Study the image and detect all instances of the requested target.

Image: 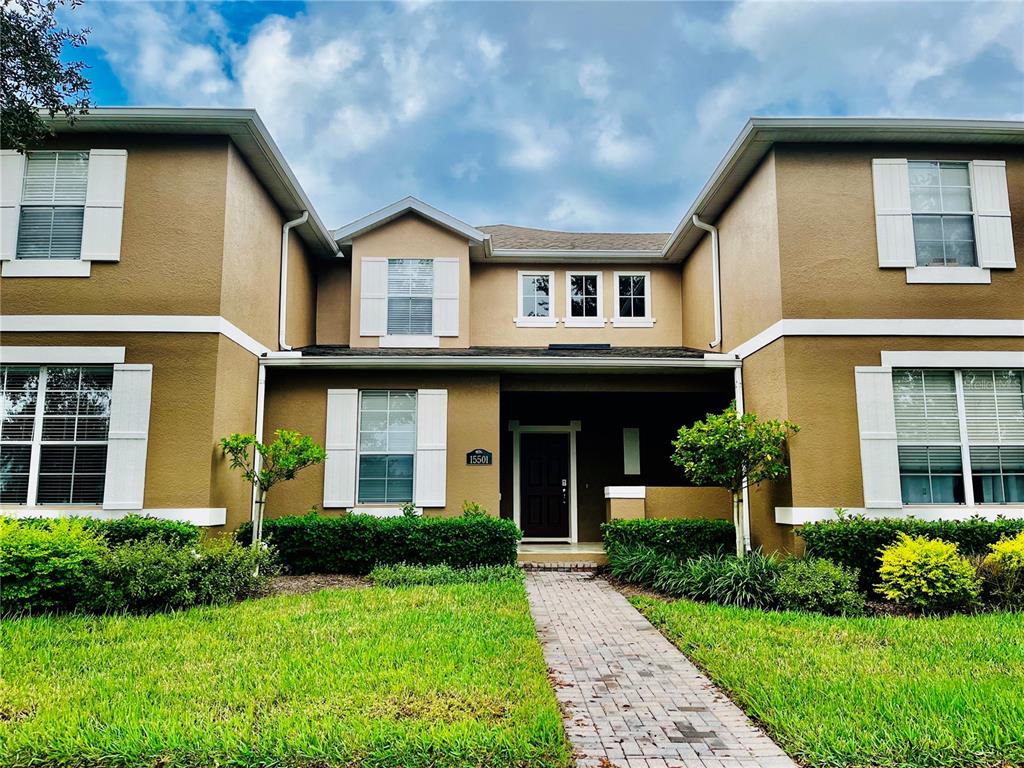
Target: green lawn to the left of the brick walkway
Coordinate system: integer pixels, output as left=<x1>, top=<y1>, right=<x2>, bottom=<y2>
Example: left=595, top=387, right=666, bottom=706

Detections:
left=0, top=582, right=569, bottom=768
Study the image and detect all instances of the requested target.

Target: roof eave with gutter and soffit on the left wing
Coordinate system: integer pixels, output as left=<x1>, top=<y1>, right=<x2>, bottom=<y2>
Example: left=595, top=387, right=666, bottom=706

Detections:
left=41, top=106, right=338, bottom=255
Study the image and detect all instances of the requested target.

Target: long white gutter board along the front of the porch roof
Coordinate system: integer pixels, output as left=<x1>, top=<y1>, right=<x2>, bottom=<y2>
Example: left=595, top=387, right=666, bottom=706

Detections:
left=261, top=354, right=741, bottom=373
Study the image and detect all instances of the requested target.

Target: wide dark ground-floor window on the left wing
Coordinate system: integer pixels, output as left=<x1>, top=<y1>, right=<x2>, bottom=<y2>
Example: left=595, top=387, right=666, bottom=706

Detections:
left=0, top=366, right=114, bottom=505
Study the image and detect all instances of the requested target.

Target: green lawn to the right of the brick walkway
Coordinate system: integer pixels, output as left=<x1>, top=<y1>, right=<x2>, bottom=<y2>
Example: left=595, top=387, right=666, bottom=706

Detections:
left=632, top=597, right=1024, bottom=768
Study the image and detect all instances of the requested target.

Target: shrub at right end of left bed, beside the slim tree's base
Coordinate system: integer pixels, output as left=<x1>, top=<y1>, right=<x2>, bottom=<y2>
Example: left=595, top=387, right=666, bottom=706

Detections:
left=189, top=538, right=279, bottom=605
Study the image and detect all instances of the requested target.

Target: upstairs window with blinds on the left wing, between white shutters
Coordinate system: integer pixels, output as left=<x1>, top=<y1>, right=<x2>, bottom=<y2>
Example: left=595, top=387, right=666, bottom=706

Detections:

══════

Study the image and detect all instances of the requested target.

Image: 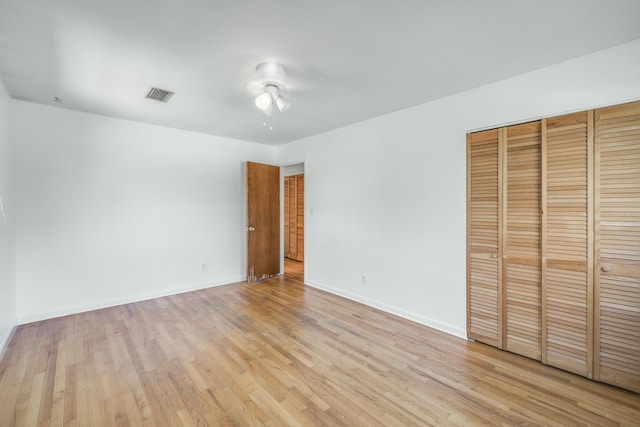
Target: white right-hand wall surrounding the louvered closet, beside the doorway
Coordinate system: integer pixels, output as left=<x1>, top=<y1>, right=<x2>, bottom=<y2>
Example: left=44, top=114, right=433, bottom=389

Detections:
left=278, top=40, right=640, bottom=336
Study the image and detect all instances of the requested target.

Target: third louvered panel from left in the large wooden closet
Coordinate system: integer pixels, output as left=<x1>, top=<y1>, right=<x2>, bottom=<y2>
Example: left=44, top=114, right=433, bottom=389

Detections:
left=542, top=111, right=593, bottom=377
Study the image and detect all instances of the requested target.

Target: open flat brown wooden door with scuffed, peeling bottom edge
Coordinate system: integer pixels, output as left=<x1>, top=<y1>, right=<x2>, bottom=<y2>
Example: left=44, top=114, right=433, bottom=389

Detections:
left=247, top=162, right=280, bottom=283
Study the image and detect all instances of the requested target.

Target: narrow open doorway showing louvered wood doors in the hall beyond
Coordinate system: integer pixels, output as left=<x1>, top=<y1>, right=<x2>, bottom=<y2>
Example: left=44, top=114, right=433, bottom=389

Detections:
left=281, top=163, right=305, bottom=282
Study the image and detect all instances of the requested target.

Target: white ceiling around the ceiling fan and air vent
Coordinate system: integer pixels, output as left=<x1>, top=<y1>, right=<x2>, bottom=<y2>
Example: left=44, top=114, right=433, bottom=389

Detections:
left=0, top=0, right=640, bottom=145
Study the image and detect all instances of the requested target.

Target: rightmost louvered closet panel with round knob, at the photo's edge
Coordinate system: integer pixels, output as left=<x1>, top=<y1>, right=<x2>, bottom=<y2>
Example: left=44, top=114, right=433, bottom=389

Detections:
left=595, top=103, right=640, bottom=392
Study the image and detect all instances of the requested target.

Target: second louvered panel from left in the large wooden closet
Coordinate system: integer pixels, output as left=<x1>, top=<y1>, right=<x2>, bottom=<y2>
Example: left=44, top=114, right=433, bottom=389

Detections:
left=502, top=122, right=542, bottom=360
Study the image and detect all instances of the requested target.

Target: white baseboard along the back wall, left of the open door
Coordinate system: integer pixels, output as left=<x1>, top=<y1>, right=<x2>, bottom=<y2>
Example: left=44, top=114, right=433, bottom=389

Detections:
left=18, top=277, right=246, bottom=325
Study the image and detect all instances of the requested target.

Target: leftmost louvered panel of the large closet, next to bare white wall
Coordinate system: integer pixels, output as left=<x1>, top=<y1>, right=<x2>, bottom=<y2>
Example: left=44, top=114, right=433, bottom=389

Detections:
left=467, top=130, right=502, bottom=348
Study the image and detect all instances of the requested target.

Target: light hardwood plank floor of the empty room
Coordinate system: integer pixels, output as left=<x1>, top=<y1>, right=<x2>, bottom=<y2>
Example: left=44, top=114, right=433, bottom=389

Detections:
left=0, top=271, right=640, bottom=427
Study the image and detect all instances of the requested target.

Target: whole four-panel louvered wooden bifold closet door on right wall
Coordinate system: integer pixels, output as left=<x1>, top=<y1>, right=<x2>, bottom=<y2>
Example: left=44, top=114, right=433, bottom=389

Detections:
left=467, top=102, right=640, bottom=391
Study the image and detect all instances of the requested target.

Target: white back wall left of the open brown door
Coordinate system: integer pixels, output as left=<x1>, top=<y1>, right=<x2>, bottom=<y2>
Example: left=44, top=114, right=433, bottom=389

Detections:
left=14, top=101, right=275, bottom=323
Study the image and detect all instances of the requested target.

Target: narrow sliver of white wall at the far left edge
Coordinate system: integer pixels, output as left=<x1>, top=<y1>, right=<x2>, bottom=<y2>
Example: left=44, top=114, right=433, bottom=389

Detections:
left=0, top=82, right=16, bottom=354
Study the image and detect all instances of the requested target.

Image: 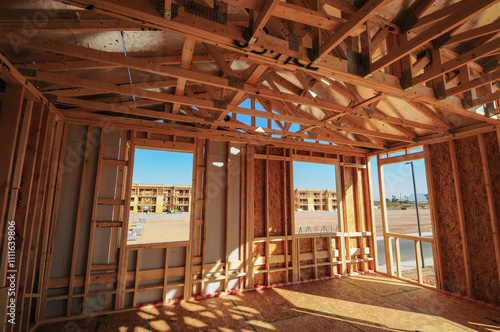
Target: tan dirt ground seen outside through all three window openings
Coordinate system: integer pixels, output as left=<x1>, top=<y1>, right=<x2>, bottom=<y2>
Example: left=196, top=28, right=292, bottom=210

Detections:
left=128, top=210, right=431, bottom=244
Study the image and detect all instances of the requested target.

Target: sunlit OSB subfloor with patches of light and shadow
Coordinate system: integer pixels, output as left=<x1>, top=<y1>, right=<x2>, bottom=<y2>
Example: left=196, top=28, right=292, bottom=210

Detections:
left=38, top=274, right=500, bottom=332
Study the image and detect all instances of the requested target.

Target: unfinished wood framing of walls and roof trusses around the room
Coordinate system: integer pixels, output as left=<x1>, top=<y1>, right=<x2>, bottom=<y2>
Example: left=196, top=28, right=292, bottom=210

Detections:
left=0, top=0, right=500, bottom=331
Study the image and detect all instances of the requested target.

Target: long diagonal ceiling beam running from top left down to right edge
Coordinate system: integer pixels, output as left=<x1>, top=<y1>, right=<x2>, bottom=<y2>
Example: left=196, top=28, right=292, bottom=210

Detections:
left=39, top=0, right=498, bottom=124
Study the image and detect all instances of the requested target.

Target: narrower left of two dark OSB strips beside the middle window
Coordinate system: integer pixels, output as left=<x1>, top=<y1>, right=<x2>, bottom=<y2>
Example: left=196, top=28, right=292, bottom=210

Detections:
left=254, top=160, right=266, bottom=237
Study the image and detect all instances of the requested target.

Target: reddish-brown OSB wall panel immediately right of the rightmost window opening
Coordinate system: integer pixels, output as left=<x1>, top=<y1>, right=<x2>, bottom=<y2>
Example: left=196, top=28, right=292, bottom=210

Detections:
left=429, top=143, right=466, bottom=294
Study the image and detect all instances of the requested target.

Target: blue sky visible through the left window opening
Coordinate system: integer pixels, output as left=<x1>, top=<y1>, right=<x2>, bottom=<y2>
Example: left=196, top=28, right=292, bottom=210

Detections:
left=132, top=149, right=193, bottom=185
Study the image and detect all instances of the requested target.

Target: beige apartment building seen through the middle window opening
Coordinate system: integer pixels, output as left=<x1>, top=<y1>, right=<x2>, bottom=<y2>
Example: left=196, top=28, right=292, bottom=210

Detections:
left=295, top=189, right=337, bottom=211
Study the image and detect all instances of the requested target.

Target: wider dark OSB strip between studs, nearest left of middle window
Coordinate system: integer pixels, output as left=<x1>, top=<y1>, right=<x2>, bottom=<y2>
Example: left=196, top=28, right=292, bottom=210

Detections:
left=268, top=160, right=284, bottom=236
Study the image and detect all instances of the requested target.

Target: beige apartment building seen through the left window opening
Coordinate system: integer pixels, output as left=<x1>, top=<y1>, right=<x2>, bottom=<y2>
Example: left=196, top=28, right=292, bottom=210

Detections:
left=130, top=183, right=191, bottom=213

══════

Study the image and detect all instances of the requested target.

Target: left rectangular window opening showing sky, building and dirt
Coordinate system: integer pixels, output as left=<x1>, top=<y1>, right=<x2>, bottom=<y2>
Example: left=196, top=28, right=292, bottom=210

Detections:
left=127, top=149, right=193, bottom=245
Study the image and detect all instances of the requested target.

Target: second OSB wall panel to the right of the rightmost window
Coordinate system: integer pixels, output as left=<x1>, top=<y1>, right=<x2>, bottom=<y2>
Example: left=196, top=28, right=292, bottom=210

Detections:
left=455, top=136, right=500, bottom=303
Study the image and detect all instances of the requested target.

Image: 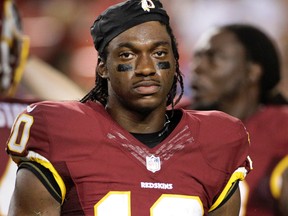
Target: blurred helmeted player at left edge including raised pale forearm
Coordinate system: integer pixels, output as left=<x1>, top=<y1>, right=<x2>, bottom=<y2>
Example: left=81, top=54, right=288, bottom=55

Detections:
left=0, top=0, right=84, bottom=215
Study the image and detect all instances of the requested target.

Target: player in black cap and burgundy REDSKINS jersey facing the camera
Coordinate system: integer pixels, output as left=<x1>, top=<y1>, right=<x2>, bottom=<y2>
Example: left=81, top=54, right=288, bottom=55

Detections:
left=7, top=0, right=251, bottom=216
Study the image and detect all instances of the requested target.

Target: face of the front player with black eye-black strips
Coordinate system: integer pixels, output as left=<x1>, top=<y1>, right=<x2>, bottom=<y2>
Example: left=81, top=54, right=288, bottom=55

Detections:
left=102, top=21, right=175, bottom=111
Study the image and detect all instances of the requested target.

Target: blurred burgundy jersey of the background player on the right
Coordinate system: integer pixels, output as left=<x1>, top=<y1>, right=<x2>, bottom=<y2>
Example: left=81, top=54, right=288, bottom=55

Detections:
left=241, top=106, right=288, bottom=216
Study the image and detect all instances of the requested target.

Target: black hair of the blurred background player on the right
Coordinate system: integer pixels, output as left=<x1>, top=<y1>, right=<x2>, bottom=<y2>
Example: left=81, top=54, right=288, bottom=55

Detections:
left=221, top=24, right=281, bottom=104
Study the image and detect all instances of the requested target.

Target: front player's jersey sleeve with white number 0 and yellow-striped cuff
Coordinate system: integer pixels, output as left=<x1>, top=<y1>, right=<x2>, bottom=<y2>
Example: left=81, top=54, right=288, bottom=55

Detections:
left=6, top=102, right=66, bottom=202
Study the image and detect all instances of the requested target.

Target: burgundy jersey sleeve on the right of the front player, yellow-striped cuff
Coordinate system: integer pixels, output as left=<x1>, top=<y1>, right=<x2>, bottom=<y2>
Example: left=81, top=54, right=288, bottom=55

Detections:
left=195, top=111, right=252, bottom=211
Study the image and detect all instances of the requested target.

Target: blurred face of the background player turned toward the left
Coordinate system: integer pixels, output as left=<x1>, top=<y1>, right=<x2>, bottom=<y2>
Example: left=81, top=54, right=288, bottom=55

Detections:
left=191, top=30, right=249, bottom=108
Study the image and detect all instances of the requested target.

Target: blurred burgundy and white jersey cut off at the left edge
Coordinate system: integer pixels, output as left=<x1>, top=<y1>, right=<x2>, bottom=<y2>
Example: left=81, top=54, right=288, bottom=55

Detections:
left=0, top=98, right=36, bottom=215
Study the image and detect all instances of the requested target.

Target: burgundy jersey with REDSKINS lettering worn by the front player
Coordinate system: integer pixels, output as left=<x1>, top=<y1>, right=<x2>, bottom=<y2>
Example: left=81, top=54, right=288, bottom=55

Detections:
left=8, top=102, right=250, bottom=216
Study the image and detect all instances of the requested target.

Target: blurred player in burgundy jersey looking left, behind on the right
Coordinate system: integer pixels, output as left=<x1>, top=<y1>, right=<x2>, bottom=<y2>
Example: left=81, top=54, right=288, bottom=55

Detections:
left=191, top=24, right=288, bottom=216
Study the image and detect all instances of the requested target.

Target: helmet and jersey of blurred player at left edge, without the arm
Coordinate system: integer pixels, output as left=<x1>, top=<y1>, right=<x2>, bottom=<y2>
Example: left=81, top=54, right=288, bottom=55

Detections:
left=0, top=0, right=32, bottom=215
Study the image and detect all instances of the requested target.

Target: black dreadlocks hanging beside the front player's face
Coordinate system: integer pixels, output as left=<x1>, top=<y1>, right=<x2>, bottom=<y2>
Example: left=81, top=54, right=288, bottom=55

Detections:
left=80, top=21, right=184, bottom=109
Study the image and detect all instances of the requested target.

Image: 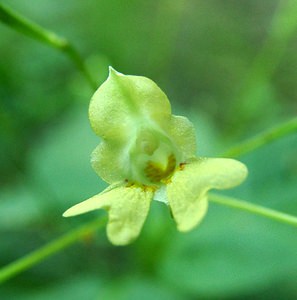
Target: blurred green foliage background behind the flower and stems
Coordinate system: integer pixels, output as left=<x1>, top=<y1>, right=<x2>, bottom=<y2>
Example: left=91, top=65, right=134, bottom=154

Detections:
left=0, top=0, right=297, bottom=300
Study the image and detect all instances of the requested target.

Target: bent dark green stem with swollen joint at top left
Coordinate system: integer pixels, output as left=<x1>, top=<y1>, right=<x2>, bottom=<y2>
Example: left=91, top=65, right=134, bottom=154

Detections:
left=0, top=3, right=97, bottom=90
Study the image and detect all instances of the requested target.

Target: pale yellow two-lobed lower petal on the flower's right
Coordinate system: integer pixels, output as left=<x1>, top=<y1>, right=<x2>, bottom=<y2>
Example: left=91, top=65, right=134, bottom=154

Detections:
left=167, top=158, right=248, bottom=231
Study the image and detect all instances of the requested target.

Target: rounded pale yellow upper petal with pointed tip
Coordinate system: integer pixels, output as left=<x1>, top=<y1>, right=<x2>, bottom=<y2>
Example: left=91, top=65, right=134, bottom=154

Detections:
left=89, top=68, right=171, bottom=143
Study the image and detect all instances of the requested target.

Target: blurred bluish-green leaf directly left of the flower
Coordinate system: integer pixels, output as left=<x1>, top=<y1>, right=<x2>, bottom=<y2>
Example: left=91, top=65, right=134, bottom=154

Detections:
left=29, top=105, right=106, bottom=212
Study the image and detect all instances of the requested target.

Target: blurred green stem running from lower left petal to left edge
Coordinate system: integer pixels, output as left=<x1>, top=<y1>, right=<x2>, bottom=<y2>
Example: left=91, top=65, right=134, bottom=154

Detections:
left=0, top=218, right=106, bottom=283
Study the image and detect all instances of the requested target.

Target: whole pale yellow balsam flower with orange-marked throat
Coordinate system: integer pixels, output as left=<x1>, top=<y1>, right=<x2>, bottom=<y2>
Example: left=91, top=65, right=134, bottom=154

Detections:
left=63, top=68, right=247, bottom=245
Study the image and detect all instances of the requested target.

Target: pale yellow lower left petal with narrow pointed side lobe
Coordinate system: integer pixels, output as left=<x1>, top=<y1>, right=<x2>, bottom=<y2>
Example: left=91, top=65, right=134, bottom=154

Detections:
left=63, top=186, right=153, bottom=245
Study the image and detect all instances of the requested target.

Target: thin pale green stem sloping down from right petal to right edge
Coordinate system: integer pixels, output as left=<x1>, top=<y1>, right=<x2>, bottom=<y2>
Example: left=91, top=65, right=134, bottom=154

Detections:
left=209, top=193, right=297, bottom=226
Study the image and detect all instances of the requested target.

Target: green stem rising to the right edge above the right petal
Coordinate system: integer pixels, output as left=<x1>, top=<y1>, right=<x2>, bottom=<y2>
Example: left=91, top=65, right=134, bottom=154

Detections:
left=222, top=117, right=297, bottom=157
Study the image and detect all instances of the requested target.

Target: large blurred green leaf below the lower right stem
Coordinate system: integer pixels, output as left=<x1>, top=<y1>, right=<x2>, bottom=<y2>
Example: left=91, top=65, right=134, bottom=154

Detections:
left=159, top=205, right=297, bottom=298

══════

# [What needs to be done]
Working through the records, copy each line in which the word "apartment" appears.

# [Answer]
Target: beige apartment building seen through the middle window opening
Target: beige apartment building seen through the left window opening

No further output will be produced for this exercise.